### Text under study
──────────

Perseids may disappoint, but the planets dazzle
In years past, the Perseids meteor shower has produced as many as 200 bright meteors streaking through the mid-August night sky and usually a dozen more each hour, but not this year. The 2019 Perseids meteor shower is going to be difficult to see because of the nearly full moon.
Meteor showers happen at the same time each year as Earth passes through debris left by a passing asteroid or comet. That tiny debris burns up in the upper atmosphere creating a flash of light and sometimes a trail. The time it takes the moon to orbit around the Earth (about 29.5 days, a synodic month) doesn't line up very well with the time the Earth takes to orbit the Sun (about 365.25 days, a tropical year). The phases of the moon vary from year to year for any given date.
2019 has been a particularly bad year for meteor showers, with only May's eta Aquarids falling at a time when the Moon's brightness didn't spoil the show. The remaining "major" meteor showers this year are August's Perseids, where the Moon is 94% illuminated; October's Orionids (45% illuminated); and December's Geminids (96%). 2020 begins with the Quadrantids, which generally produce about 25 bright per hour and will peak the evening of January 3 under a nearly new Moon.
Still, there is still plenty in this week's night sky.

──────────

### Entries supplied
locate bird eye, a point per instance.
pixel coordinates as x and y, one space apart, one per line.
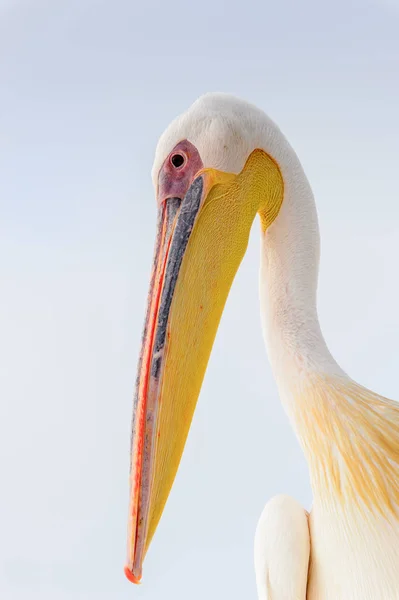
177 160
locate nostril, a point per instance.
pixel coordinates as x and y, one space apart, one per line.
177 160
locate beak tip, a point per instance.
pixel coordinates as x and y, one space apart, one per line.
132 578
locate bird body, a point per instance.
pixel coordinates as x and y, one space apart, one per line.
347 548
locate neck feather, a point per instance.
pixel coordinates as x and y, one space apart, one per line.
288 283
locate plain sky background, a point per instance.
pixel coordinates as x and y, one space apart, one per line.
86 88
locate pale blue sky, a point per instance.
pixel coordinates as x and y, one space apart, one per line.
86 88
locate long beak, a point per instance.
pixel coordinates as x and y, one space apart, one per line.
199 246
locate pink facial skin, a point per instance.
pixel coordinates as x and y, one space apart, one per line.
174 181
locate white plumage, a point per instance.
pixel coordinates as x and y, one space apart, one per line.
348 547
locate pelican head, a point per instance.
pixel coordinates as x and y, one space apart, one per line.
215 168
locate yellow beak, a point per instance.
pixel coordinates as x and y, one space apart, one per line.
199 246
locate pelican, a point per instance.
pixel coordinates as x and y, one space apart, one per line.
216 167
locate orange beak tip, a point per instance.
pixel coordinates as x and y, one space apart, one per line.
132 577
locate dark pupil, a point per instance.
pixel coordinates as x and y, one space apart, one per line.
177 160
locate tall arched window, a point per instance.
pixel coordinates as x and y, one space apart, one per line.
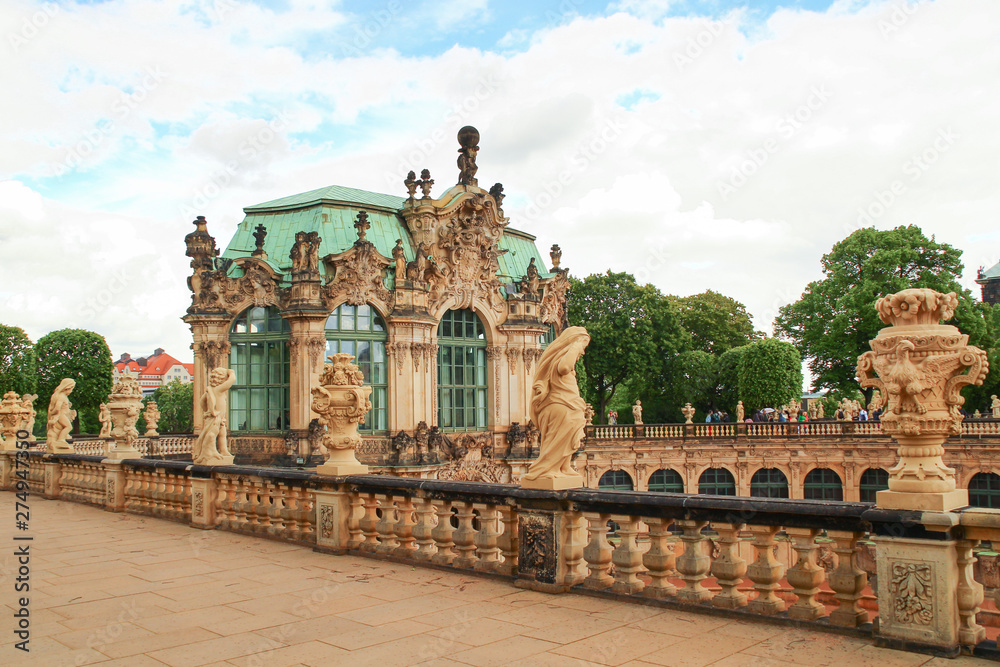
822 484
717 482
462 380
360 331
984 490
873 480
666 481
258 353
615 480
769 483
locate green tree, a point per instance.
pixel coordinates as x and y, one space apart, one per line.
82 356
835 319
715 322
632 327
175 401
17 361
770 374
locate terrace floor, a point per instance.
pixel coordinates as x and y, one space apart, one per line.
120 589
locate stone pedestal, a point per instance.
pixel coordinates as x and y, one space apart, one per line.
917 591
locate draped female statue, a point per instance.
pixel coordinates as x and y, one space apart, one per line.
558 410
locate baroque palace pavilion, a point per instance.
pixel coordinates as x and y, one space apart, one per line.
445 307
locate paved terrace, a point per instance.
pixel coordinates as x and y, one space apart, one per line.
121 589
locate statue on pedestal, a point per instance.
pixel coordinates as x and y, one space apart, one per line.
60 419
212 445
152 415
558 410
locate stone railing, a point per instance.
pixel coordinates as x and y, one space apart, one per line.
789 560
821 428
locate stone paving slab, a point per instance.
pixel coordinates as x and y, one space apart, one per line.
117 589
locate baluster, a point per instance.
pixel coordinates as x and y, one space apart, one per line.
970 595
728 568
597 553
369 523
659 560
443 534
424 511
765 572
508 540
627 557
387 539
465 536
847 581
403 529
806 576
693 565
486 539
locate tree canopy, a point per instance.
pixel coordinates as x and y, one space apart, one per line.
82 356
17 361
835 319
632 327
770 374
715 322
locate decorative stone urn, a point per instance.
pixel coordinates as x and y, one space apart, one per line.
341 401
125 404
921 365
12 415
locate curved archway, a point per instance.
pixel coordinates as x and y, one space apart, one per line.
666 481
984 490
769 483
822 484
717 482
616 480
872 481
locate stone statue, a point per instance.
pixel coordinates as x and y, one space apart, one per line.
104 417
212 445
152 415
637 412
688 412
558 410
400 258
342 401
921 367
60 419
29 415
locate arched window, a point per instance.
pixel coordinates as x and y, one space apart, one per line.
822 484
462 382
258 352
873 480
360 330
717 482
615 480
666 481
769 483
984 490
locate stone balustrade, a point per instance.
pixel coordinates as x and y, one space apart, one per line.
787 560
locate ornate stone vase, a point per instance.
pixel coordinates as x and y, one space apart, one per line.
125 404
341 401
921 365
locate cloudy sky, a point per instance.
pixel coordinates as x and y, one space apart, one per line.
718 145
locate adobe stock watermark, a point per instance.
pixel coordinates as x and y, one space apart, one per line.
913 169
121 109
580 161
457 116
898 17
32 26
785 129
220 179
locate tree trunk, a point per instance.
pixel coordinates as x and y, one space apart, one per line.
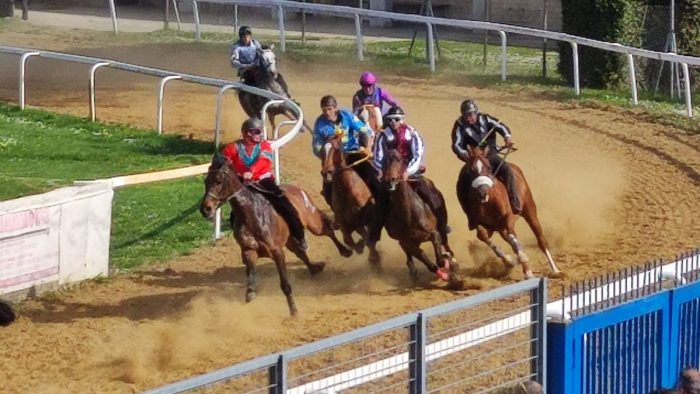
7 8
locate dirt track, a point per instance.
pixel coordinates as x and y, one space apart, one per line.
611 191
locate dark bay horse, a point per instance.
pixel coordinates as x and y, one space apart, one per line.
267 77
258 229
351 199
411 222
484 199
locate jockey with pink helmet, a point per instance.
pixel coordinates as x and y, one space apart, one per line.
372 94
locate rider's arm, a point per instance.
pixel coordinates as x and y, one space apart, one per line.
493 123
388 98
318 140
418 149
457 143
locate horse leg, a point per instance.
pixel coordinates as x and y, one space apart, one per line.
412 271
509 236
249 257
530 216
278 257
485 236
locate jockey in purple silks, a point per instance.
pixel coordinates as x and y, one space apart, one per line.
372 94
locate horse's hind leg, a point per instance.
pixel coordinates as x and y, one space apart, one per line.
530 216
485 236
278 257
249 257
509 236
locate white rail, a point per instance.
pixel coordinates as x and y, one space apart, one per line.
165 76
500 28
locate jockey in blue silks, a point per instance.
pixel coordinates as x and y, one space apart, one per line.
357 140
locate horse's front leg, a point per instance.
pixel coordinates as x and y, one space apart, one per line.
485 236
249 257
278 257
510 237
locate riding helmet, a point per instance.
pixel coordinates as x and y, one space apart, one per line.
252 124
244 30
368 78
328 101
469 107
393 113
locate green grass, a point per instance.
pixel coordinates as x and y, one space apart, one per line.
40 151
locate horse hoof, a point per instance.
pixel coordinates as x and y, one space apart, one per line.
250 296
317 268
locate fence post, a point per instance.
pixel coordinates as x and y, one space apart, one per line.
358 37
633 79
161 92
688 96
416 355
113 12
431 47
277 376
197 32
280 21
504 55
93 70
538 348
22 66
574 49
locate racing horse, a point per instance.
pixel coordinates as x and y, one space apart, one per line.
266 76
351 199
484 199
258 229
410 221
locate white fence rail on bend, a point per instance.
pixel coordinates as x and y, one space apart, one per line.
500 28
95 63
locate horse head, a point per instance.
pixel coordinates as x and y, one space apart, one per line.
393 169
480 168
220 185
333 156
268 61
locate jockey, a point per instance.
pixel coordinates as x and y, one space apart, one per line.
372 94
476 129
251 157
405 139
244 55
357 141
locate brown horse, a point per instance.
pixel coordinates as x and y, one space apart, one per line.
351 199
484 199
259 229
411 222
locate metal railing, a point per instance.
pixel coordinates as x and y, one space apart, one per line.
428 351
95 63
500 28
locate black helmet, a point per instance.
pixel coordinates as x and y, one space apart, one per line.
393 113
328 101
468 107
252 124
243 30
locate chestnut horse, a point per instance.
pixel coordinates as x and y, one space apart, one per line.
410 221
351 199
267 77
484 199
258 229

──────────

### Complete the following
1) In the article about the Perseids meteor shower, what percentage of the Moon is illuminated during August's Perseids?
2) Write the next part of the article about the Perseids meteor shower, picking up after its final sentence.
The rows are not needed for anything here.

### Answer section
1) The Moon is 94% illuminated during August's Perseids.

2)
If you are an early riser, look to the east before sunrise for Mercury. The twin stars Castor and Pollux of the constellation Gemini will point the way. This is a rare treat seen only a couple times a year because this inner-most planet is usually hidden in the glare of the sun. Our next opportunity to see Mercury will be the morning of Nov. 11 as it passes in front of the Sun. Solar eclipse glasses kept safe and scratch free since the 2017 eclipse can be used to best experience the transit of Mercury between about 7:30 a.m. and 1 p.m. that day.
If evening is more your style, look for the International Space Station to appear in high the west-northwest sky Thursday at 8:35 p.m. It will disappear four minutes later in the southwest. If you've seen the ISS before, you might remember it rising into view from the horizon. This week it comes into view mid-sky as it orbits out of Earth's shadow and into sunlight.
The moon has also been drawing closer to Jupiter in the evening sky throughout the week. On Friday the pair will be just a degree apart making the largest planet in the solar system easy to find. Look left for yellowish Saturn and down and to the right for the reddish star Antares, also known as Alpha Scorpii, the brightest star in the constellation Scorpius.